## STATED PROBLEM
Substitute "throw pillow" for "decorative pillow" in the data from its start through the line containing "[340,134,380,232]", inclusive. Then write those lines out again with nothing else changed.

-- begin SUPPLIED MATERIAL --

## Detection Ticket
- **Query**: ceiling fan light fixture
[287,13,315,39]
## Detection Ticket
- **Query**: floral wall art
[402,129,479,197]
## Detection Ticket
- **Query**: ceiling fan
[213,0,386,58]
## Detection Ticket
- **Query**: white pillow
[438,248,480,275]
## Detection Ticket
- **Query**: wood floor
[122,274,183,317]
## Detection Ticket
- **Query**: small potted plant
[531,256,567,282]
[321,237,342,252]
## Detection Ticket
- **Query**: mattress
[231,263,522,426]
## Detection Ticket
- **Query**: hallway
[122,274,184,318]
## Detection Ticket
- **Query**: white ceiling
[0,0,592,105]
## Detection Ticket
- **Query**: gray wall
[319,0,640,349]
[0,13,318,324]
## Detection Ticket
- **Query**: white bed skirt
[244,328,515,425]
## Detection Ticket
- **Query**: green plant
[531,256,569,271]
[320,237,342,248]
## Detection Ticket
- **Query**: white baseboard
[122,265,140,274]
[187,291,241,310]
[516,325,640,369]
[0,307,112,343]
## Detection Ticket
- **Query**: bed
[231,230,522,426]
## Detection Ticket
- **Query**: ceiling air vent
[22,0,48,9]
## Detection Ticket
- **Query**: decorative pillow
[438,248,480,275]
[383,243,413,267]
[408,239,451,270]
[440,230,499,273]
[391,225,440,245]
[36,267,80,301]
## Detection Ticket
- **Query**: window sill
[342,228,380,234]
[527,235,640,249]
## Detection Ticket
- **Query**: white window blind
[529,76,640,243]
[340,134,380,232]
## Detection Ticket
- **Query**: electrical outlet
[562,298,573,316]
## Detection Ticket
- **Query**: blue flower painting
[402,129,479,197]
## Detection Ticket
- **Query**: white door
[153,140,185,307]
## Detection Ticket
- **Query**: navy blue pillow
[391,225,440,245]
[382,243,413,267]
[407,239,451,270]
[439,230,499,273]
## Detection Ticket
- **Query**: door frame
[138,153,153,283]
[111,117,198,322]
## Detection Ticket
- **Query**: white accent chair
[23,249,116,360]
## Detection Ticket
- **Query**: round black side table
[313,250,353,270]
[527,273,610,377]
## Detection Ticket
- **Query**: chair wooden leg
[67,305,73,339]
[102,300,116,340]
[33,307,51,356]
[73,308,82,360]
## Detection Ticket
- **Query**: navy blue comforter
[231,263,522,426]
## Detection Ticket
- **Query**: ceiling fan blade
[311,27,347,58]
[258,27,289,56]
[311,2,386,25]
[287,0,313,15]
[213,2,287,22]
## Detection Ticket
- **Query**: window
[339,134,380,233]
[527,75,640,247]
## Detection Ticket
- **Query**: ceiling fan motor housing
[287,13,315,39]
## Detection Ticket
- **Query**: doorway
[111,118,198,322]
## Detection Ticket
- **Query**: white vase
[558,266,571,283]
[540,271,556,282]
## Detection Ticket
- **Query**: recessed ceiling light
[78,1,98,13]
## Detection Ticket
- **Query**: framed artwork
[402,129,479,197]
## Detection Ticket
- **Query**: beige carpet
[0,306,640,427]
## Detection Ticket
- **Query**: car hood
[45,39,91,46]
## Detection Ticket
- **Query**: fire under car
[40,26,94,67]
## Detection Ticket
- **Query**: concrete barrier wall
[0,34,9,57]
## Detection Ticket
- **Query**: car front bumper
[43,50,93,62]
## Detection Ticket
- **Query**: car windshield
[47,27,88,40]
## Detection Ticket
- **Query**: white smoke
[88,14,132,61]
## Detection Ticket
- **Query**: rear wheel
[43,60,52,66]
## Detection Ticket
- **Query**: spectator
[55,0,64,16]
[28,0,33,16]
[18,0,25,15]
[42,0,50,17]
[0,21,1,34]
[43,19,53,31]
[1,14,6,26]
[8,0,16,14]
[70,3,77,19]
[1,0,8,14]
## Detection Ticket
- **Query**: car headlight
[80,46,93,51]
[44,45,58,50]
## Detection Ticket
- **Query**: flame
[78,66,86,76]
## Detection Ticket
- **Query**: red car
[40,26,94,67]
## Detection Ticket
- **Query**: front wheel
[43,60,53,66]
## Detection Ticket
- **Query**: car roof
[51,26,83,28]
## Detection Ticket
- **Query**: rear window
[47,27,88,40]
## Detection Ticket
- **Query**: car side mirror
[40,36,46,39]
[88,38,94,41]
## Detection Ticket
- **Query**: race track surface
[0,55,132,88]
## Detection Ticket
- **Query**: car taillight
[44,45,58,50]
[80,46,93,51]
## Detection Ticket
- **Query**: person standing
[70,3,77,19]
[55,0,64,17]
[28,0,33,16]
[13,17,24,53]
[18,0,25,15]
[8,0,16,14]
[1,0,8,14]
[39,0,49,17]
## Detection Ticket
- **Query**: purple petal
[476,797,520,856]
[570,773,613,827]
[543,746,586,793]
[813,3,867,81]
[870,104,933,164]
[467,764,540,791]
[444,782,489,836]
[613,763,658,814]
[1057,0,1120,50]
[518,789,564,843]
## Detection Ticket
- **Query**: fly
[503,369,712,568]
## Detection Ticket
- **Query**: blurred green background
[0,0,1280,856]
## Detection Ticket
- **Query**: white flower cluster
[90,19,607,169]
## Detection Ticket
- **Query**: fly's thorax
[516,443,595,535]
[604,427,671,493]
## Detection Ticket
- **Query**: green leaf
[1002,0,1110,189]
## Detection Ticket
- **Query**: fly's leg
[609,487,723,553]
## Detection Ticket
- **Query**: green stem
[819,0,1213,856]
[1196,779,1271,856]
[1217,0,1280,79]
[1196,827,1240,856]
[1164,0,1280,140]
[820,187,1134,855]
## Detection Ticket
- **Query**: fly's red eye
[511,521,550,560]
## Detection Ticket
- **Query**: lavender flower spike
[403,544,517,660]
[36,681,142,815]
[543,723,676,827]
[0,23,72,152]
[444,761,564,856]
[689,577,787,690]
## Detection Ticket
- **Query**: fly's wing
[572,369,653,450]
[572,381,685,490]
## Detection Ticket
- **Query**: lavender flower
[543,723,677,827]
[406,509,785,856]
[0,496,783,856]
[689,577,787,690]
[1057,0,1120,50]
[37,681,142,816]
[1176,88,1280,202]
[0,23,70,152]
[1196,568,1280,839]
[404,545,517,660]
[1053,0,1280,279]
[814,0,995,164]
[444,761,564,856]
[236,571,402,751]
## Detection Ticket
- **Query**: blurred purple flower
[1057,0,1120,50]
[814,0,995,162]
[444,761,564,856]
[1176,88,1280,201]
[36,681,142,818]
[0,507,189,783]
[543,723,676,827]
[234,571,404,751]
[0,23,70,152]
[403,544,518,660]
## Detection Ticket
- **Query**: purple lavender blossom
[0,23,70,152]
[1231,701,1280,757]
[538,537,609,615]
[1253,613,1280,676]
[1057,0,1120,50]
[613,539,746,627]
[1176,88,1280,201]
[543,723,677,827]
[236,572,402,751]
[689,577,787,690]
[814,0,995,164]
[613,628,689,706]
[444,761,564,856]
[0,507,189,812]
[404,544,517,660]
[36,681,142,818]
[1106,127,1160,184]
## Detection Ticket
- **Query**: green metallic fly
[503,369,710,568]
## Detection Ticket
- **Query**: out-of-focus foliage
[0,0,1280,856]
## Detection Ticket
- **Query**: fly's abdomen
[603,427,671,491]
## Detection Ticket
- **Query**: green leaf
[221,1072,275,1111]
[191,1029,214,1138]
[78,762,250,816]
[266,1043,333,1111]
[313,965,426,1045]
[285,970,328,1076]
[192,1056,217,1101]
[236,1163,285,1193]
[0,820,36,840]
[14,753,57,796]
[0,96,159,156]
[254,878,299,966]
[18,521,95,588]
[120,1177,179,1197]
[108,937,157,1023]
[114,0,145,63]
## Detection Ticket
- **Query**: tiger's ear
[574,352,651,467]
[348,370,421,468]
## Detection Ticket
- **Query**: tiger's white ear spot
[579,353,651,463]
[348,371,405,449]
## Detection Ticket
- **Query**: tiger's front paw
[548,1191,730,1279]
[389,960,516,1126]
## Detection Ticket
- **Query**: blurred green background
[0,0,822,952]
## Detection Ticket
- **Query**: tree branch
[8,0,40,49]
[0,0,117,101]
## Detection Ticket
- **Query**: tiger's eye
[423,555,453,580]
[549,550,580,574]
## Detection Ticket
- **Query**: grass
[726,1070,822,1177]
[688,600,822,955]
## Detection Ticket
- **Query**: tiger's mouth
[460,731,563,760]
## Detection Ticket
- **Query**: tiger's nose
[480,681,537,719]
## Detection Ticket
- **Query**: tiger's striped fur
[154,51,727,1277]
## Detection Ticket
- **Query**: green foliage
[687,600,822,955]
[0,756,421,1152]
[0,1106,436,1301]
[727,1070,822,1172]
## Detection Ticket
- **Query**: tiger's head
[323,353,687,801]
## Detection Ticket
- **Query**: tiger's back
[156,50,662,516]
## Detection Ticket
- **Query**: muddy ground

-- end SUPPLIED MATERIAL --

## SOLUTION FOR THIS EXERCISE
## Detection Ticket
- **Query**: ceiling fan light fixture
[287,13,315,39]
## Detection Ticket
- **Query**: floral wall art
[402,129,479,197]
## Detection Ticket
- **Query**: ceiling fan
[213,0,386,58]
## Detection Ticket
- **Query**: white pillow
[438,248,480,275]
## Detection Ticket
- **Query**: wood floor
[122,274,183,317]
## Detection Ticket
- **Query**: small potted plant
[531,256,567,282]
[321,237,342,252]
## Detection Ticket
- **Query**: mattress
[231,263,522,426]
## Detection Ticket
- **Query**: hallway
[122,274,184,318]
## Detection Ticket
- **Query**: white ceiling
[0,0,592,105]
## Detection Ticket
- **Query**: gray wall
[319,0,640,349]
[0,13,318,324]
## Detection Ticket
- **Query**: white bed skirt
[244,328,515,425]
## Detection Ticket
- **Query**: green plant
[531,256,569,271]
[320,237,342,248]
## Detection Ticket
- **Query**: white baseboard
[122,265,140,274]
[187,291,241,310]
[516,325,640,369]
[0,307,112,343]
## Detection Ticket
- **Query**: bed
[231,230,522,426]
## Detection Ticket
- **Query**: ceiling air vent
[22,0,48,9]
## Detection Ticket
- **Query**: throw pillow
[438,248,480,275]
[383,243,413,267]
[408,239,451,270]
[440,230,499,273]
[391,225,440,245]
[36,267,80,301]
## Detection Ticket
- **Query**: window sill
[342,228,380,234]
[527,235,640,249]
## Detection Ticket
- **Query**: white window blind
[529,76,640,243]
[340,134,380,232]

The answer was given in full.